**KETENTUAN TUGAS**
Salinlah persis bagian esai tentang mengajari dan menginspirasi, mulai dari "Agung Nugroho Catur" hingga dan termasuk "diri masing-masing orang.".

Powered By Blogger

Sabtu, 14 November 2020

TIDAK CUKUP MENGAJARI, TAPI PERLU MENGINSPIRASI


 

Oleh :

Agung Nugroho Catur Saputro


Setiap anak yang terlahir ke dunia ini telah membawa bekal masing-masing dari Tuhannya. Ia membawa potensi diri yang dikaruniakan Tuhan kepada dirinya. Potensi diri yang dititipkan di diri masing-masing anak bersifat unik. Dan setiap anak telah membawa kapasitas kemampuan untuk memaksimalkan potensi diri tersebut.


Demikian yang selama ini saya pahami. Oleh karena itu, berangkat dari pemahaman ini saya mencoba menggunakan paradigma berpikir bahwa menginspirasi itu lebih tepat digunakan dari pada mengajari dalam proses pembelajaran. Kata menginspirasi mengandung makna mengakui adanya potensi diri pada setiap orang. Sedangkan kata mengajari seolah-olah menafikan karakteristik atau keunikan dari potensi diri masing-masing orang.

**ENTRI YANG DIBERIKAN**
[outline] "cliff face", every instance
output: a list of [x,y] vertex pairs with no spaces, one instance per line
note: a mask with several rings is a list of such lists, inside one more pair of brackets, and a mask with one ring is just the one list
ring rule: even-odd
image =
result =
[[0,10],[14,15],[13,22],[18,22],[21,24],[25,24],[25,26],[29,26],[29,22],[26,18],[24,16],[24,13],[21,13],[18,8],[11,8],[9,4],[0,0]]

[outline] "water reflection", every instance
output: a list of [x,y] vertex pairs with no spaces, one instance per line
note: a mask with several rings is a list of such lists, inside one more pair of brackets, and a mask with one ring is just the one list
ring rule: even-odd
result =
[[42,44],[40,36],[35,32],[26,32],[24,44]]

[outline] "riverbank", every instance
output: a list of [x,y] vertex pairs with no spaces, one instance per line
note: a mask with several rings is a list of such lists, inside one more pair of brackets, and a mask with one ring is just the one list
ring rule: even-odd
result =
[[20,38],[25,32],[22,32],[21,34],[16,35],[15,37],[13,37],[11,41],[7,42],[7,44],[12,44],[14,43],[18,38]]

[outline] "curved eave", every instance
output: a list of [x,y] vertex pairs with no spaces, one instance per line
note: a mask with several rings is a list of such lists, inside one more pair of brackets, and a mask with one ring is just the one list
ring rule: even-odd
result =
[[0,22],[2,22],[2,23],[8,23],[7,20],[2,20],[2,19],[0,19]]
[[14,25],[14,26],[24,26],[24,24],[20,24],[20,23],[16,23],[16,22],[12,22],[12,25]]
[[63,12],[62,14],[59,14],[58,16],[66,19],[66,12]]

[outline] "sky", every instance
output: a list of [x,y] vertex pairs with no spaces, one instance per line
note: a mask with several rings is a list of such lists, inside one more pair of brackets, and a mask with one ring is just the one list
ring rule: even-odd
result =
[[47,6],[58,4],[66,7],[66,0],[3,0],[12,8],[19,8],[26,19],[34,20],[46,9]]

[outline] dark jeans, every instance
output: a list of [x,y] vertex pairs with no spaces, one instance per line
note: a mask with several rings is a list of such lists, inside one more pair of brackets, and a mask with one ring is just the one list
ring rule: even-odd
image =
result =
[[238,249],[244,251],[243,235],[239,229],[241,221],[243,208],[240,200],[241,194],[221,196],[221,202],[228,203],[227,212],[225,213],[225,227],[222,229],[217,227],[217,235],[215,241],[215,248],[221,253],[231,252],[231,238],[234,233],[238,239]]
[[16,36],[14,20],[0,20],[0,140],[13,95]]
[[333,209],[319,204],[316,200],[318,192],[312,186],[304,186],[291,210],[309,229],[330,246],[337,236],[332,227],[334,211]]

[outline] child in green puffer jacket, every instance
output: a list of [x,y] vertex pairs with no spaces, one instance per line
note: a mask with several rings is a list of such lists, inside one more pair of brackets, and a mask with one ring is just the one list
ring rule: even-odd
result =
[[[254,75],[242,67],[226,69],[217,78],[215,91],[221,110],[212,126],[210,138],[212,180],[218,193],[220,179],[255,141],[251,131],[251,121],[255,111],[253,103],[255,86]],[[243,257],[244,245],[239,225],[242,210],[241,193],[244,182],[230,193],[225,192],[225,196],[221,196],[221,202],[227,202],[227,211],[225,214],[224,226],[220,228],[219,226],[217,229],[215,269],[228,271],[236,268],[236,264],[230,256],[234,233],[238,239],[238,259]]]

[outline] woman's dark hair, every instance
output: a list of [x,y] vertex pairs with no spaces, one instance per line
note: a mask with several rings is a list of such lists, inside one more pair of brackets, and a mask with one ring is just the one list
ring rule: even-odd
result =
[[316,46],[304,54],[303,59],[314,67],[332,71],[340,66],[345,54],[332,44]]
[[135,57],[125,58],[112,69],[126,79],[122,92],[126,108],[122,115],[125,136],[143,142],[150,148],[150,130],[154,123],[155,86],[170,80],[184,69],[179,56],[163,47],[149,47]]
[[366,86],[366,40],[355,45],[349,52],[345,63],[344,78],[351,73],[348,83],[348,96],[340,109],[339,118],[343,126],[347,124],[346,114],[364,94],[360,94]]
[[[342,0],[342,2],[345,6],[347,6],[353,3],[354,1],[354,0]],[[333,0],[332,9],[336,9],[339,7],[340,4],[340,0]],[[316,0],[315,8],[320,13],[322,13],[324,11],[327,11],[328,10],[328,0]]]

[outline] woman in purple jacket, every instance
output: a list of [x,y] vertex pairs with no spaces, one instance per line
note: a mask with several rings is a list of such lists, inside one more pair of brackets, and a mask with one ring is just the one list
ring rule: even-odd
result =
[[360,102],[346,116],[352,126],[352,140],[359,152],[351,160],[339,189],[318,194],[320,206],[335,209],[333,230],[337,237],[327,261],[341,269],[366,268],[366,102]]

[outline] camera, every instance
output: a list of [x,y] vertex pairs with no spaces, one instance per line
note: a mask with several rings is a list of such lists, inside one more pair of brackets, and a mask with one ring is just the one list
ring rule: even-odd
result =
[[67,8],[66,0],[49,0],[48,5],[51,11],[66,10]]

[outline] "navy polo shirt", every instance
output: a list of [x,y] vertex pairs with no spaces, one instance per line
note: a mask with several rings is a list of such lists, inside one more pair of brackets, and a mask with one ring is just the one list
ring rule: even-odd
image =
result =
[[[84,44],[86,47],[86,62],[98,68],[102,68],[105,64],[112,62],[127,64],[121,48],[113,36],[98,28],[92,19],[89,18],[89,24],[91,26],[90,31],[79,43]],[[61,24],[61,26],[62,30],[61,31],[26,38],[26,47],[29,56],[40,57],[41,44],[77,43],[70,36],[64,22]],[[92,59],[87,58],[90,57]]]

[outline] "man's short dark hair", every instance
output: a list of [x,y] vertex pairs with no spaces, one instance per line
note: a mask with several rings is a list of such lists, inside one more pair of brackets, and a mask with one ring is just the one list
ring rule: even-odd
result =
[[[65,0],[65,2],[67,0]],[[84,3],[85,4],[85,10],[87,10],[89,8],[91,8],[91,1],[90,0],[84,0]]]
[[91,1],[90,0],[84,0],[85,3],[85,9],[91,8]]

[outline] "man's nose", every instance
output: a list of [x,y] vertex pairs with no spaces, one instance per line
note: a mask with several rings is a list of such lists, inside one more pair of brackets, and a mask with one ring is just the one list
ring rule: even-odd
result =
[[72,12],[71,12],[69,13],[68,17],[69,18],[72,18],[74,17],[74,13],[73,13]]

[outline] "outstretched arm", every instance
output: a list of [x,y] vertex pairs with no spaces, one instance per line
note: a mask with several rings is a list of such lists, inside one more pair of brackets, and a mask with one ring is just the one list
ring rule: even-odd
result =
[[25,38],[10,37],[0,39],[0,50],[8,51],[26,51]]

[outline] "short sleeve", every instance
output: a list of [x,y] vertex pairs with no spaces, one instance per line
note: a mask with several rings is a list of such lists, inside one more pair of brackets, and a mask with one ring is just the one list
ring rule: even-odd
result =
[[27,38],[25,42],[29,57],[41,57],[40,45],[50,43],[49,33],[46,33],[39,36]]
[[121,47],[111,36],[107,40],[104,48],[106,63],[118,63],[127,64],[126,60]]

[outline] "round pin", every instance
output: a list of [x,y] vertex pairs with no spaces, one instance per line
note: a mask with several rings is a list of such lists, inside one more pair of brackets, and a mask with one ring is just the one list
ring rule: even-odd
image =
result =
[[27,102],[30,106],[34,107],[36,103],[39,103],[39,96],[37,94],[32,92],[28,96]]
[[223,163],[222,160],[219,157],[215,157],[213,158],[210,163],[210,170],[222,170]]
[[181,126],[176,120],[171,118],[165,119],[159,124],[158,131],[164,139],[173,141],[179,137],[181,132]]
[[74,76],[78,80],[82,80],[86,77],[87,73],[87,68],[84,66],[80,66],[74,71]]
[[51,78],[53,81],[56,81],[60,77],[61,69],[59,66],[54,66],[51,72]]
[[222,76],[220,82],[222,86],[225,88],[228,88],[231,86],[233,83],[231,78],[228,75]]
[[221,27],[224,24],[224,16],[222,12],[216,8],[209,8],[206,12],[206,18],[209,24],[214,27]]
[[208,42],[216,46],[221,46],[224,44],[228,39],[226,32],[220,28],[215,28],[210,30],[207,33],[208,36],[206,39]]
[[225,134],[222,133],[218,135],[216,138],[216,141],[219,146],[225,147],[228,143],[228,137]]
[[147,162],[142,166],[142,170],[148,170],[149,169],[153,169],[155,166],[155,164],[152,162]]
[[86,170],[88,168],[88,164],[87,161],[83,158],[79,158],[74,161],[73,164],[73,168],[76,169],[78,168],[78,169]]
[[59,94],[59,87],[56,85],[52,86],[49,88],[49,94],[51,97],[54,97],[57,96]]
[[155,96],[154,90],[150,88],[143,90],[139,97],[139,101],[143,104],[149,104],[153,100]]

**JAWABAN TUGAS**
Agung Nugroho Catur Saputro


Setiap anak yang terlahir ke dunia ini telah membawa bekal masing-masing dari Tuhannya. Ia membawa potensi diri yang dikaruniakan Tuhan kepada dirinya. Potensi diri yang dititipkan di diri masing-masing anak bersifat unik. Dan setiap anak telah membawa kapasitas kemampuan untuk memaksimalkan potensi diri tersebut.


Demikian yang selama ini saya pahami. Oleh karena itu, berangkat dari pemahaman ini saya mencoba menggunakan paradigma berpikir bahwa menginspirasi itu lebih tepat digunakan dari pada mengajari dalam proses pembelajaran. Kata menginspirasi mengandung makna mengakui adanya potensi diri pada setiap orang. Sedangkan kata mengajari seolah-olah menafikan karakteristik atau keunikan dari potensi diri masing-masing orang.